== Saved entries ==

______

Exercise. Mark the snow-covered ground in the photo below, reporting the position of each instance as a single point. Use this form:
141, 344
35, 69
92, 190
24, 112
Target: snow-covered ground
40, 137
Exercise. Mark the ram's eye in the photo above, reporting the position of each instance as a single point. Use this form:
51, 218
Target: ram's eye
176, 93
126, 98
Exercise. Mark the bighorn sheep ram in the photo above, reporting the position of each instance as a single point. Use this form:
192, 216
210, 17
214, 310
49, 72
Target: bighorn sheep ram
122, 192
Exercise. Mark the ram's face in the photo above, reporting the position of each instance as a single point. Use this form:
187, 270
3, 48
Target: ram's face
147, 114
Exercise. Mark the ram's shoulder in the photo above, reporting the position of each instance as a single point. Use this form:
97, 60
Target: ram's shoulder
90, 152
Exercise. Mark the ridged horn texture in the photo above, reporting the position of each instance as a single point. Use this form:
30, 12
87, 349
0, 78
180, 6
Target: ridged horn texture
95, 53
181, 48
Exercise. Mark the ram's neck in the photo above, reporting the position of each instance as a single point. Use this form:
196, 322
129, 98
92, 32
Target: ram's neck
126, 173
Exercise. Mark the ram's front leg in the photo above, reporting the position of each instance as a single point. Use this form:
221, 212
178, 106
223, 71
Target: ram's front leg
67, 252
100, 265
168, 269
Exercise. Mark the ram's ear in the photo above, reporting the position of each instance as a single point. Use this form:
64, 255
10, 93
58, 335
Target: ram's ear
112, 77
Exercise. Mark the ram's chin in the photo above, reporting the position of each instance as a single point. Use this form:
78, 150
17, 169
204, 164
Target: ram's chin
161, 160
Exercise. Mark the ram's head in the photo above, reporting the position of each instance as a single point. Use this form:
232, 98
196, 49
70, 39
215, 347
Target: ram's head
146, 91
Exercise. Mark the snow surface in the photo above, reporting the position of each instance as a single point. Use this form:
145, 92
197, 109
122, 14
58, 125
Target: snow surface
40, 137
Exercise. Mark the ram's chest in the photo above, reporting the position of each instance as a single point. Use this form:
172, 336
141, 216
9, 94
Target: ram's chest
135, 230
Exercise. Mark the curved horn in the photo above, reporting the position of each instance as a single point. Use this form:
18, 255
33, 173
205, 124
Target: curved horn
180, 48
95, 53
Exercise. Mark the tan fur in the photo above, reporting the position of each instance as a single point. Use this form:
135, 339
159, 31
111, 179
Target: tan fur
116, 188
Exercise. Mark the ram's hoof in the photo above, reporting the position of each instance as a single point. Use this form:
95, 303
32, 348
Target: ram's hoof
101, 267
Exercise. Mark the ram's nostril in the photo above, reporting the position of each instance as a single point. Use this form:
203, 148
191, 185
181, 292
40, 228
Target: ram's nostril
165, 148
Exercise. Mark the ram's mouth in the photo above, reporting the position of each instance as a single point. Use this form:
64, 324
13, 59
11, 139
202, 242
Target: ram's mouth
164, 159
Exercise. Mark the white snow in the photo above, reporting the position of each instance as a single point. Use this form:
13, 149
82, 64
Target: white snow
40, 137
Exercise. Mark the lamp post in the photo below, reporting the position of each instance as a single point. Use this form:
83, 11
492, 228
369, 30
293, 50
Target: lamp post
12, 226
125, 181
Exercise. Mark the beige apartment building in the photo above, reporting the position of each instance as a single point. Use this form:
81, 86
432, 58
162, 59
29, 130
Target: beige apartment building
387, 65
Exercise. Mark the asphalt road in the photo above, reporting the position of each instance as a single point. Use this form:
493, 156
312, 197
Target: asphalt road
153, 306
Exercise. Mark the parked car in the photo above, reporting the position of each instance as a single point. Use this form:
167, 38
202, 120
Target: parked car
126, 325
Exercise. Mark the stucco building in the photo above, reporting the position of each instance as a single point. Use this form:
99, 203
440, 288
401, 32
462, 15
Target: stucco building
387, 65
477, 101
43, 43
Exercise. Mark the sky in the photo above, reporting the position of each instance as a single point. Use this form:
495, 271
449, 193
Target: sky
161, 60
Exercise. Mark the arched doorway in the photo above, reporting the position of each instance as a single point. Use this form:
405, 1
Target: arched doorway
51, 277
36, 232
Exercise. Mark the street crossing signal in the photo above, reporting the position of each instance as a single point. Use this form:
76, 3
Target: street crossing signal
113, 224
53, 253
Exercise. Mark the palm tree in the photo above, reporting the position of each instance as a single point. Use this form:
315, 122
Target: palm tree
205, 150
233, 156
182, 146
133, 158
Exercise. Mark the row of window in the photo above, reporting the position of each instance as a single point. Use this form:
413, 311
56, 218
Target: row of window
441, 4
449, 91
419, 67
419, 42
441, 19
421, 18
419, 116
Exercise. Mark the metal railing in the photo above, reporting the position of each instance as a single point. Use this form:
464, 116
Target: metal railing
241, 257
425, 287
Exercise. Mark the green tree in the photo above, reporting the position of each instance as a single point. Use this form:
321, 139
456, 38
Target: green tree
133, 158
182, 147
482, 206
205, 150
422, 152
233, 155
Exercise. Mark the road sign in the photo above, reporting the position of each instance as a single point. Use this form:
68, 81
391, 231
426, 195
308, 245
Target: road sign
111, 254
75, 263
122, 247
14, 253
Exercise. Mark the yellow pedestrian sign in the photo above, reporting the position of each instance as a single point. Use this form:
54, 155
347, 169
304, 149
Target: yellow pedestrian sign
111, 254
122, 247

______

== Task to complete ==
Print the listing above in full, exactly as it is.

== Solution for this exercise ==
Exercise. Mark the snow-covered ground in the photo below, reporting the position of each instance as a single point. Use this form:
141, 344
35, 69
92, 190
24, 112
Target: snow-covered ground
40, 137
Exercise. Mark the ram's eye in the photo above, reporting the position of each instance as a single point. Use this form:
51, 218
Target: ram's eye
176, 93
126, 98
Exercise. Mark the bighorn sheep ram in the photo above, reporting the position of each instance as a single point. Use this form:
192, 216
210, 17
214, 310
49, 72
Target: bighorn sheep ram
122, 192
Exercise. Mark the ram's face in the photo above, reporting the position of each instance as a single point. Use this form:
187, 270
3, 48
Target: ram's face
147, 114
Exercise. Mark the ram's shoulder in the photo above, reporting the position of each instance as a single point. Use this form:
97, 60
Target: ram's shoulder
90, 152
Exercise. Mark the ridged horn texture in the photo above, reporting the position of each instance as a single point. Use this form:
30, 12
87, 349
0, 78
180, 6
Target: ridged horn texture
95, 53
181, 48
Exercise. Mark the ram's neck in the photo above, reporting the position of each instance as a single point. Use this form:
196, 322
129, 98
92, 32
Target: ram's neck
126, 173
Exercise. Mark the ram's front leg in the photo above, reporting the position of each instance as a single point. Use this form:
221, 212
178, 106
223, 71
Target: ram's front leg
67, 252
100, 265
168, 269
Exercise. Mark the ram's ear in the photo above, reporting the position of each instance as a single point. Use this form:
64, 255
10, 93
58, 335
Target: ram's ear
112, 77
Exercise. Mark the ram's chin in the photo above, reporting the position of each instance as a single point. Use this form:
78, 150
17, 169
204, 164
Target: ram's chin
161, 160
Exercise. Mark the ram's head in the photo above, reporting the position of each instance as a single point. Use this form:
232, 98
196, 49
70, 39
215, 347
Target: ram's head
146, 91
Exercise. Mark the snow surface in the photo above, reporting the position of each instance as a single point. Use this form:
145, 92
197, 109
122, 14
58, 125
Target: snow surface
40, 137
Exercise. Mark the ram's chest in the photo above, reporting the position of each instance as a single point. Use this form:
172, 336
141, 216
9, 94
Target: ram's chest
135, 230
Exercise. Mark the curved horn in the photo above, reporting the position of each instance as a single point. Use this form:
18, 255
33, 173
205, 124
Target: curved horn
180, 48
95, 53
Exercise. Mark the tan fur in the photo above, reporting the position of each instance as a single point. Use this form:
135, 339
159, 31
111, 179
Target: tan fur
116, 188
Exercise. Mark the ram's hoof in the photo above, reporting the position of each instance as a single point. Use this form:
95, 303
32, 348
Target: ram's hoof
101, 267
Exercise. Mark the ram's nostril in the photo above, reporting the position of each instance as a single point. Use this form:
203, 148
191, 185
181, 292
40, 228
Target: ram's nostril
165, 148
Exercise. Mark the ram's mouth in the photo above, reporting the position of each instance as a single point. Use this form:
64, 324
13, 59
11, 139
202, 242
Target: ram's mouth
164, 159
Exercise. Mark the white snow in the photo above, reporting the position of each instance as a single point. Use this form:
13, 149
82, 64
Target: white snow
40, 137
Exercise. Mark the lamp post in the photo below, reporting the position of each instance as a single point. Use this form:
83, 11
492, 228
369, 30
293, 50
Target: lamp post
12, 226
125, 181
Exercise. Mark the beige apartment building in the photo above, reporting the position of each instance as a single point. Use this form:
81, 86
432, 58
162, 59
29, 130
Target: beige apartment building
387, 65
Exercise. Mark the asphalt road in the photo above, reporting the position of each instance as a single point. Use this form:
493, 156
312, 197
Target: asphalt road
153, 306
Exercise. Mark the parked car in the photo above, reporting the position of each instance as a single point. Use this form:
167, 38
202, 120
Target: parked car
126, 325
Exercise. Mark the stucco building in the photo above, reporting the position of each instance as a single point. Use this form:
99, 203
440, 288
401, 32
462, 15
Target: stucco building
387, 65
477, 101
43, 43
Exercise. Mark the sky in the photo above, reporting the position of each instance as a single point. Use this form:
495, 271
449, 193
Target: sky
161, 60
Exercise. Mark the arched doorway in the photo above, reporting the position of each instance as a single point. Use this form:
405, 1
Target: arched doorway
51, 277
36, 232
Exercise. Mark the street crossing signal in the photo above, reporting the position of each instance as a single point. Use this form:
76, 3
Target: street crossing signal
113, 224
53, 253
Exercise. Mark the palm tree in the photo above, reporting the position of each instance as a single point. Use this form:
315, 122
Target: palm tree
205, 150
233, 156
182, 146
133, 158
Exercise. Mark the row of window in the photo above, reporting the position of each instance as a single point. Use this form:
413, 311
56, 218
Target: row of window
441, 4
449, 91
419, 67
419, 42
441, 19
421, 18
419, 116
Exercise. Mark the metal railing in the photo above, reporting the position of each instance as a single point. Use this form:
464, 116
Target: metal railing
241, 257
425, 287
Exercise. Mark the green tree in the photo above, reporting the position of each instance as a single point. Use this form:
321, 139
456, 38
Target: green tree
133, 158
182, 147
482, 206
205, 150
422, 152
233, 155
Exercise. Mark the road sign in the photo above, reporting the position of each instance as a single point. Use this form:
68, 81
391, 231
426, 195
308, 245
Target: road sign
111, 254
75, 263
122, 247
14, 253
Exercise. Mark the yellow pedestrian sign in the photo above, reporting the position of each instance as a single point. Use this form:
54, 155
347, 169
304, 149
Target: yellow pedestrian sign
111, 254
122, 247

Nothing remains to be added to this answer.